Alıştırma amacı: Dünya Ormancılık Günü açıklamasına göre, 15 Şubat 2023 tarihli Resmi Gazetede yönetmelikte yapılan değişiklik ormanlarda neyin kurulmasının önünü açmıştır?

Seçilen metin:
==*==
TMMOB İzmir İl Koordinasyon Kurulu 21 Mart Dünya Ormancılık gününe ilişkin basın açıklaması düzenledi.
TMMOB İzmir İl Koordinasyon Kurulu 21 Mart Dünya Ormancılık gününe ilişkin basın açıklaması düzenledi.
Günümüzde ise “kamu yararı” kisvesi altında ormanlar meralar, korunan alanlar, milli park alanları, zeytinlikler; açık alan maden işletmeciliği, HES, RES, sanayi tesisi, konut vb. yapılara heba edilmektedir
Türkiye henüz 6 Şubat 2023 tarihli depremlerin acısını yaşarken 15 Şubat 2023 tarihli Resmi Gazetede Orman Kanunu’nun 17’nci Maddesinin Üçüncü Fıkrasının Uygulanması Hakkında Yönetmelikte değişiklik yapıldı. Daha 15 ay önce çıkarılan bu yönetmelikte orman alanlarında “Lisanssız elektrik üretim tesisleri ile lisanslı güneş enerjisine dayalı elektrik üretim tesislerine orman sayılan alanlarda izin verilmez” hükmü bulunurken; yapılan değişiklikle tam tersi bir uygulama getirilerek ormanlarda lisanslı güneş enerjisi santrali kurulmasının da önü açılmıştır.
==*==
Kayıtlı veriler:
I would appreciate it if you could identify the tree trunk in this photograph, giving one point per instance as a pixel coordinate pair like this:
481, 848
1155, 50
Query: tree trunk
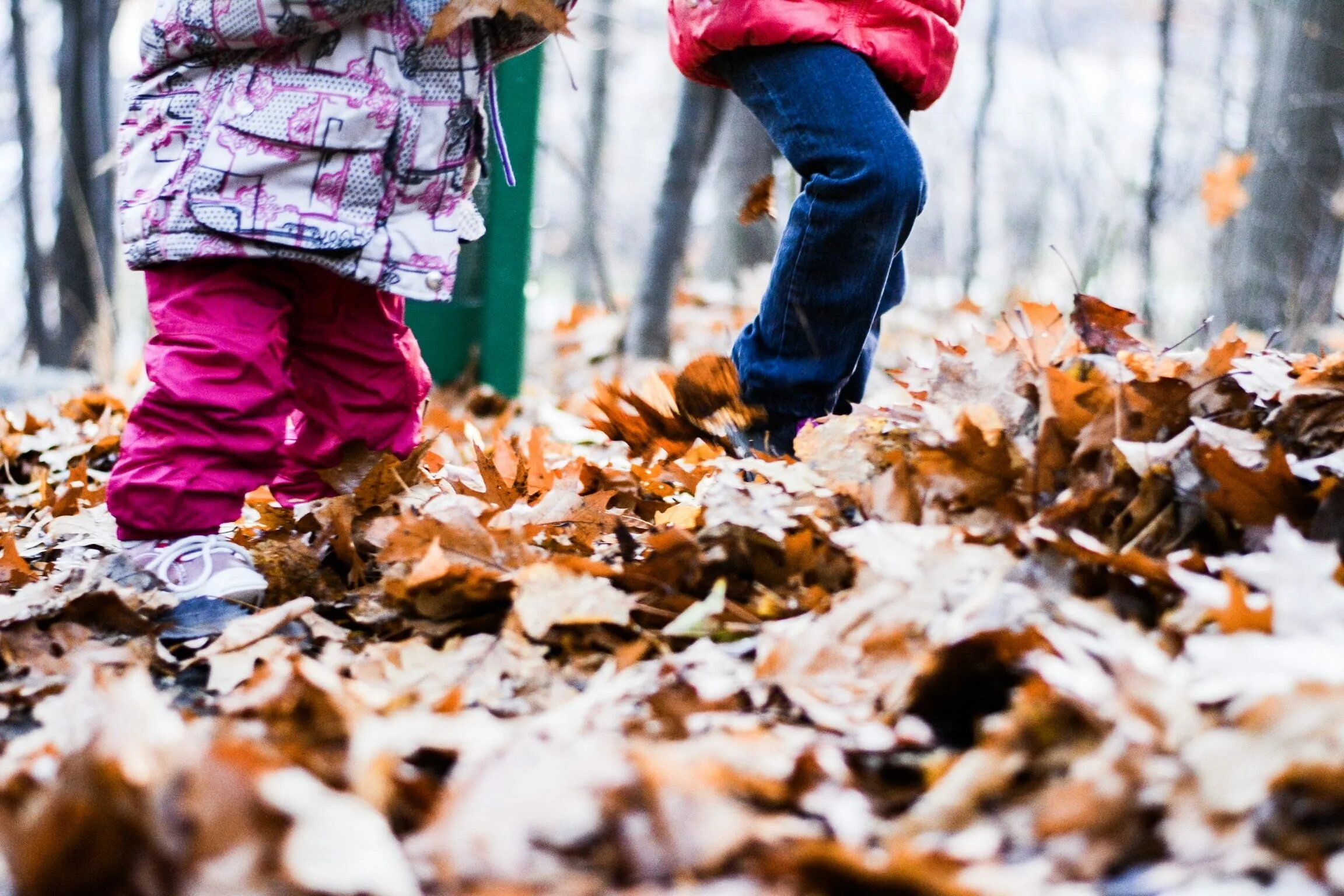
594, 285
37, 339
85, 229
696, 125
746, 156
1283, 258
978, 147
1222, 65
1153, 195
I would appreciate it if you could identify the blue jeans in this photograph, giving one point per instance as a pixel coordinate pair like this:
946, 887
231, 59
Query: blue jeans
839, 268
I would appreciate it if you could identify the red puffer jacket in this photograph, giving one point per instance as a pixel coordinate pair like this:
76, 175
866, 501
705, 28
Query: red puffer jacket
910, 42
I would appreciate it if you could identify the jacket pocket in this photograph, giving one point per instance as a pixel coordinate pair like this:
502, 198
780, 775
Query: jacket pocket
296, 159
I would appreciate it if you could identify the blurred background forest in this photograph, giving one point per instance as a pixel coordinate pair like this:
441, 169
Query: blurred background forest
1183, 158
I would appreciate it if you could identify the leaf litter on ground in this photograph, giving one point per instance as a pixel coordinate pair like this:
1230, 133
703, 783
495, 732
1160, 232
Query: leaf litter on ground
1062, 618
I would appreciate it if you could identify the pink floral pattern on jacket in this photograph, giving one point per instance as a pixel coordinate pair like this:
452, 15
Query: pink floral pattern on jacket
320, 131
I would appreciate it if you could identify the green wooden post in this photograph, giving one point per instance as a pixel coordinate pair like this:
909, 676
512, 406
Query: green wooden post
==*==
Görev sonucu: Ormanlarda lisanslı güneş enerjisi santrali kurulmasının önünü açmıştır.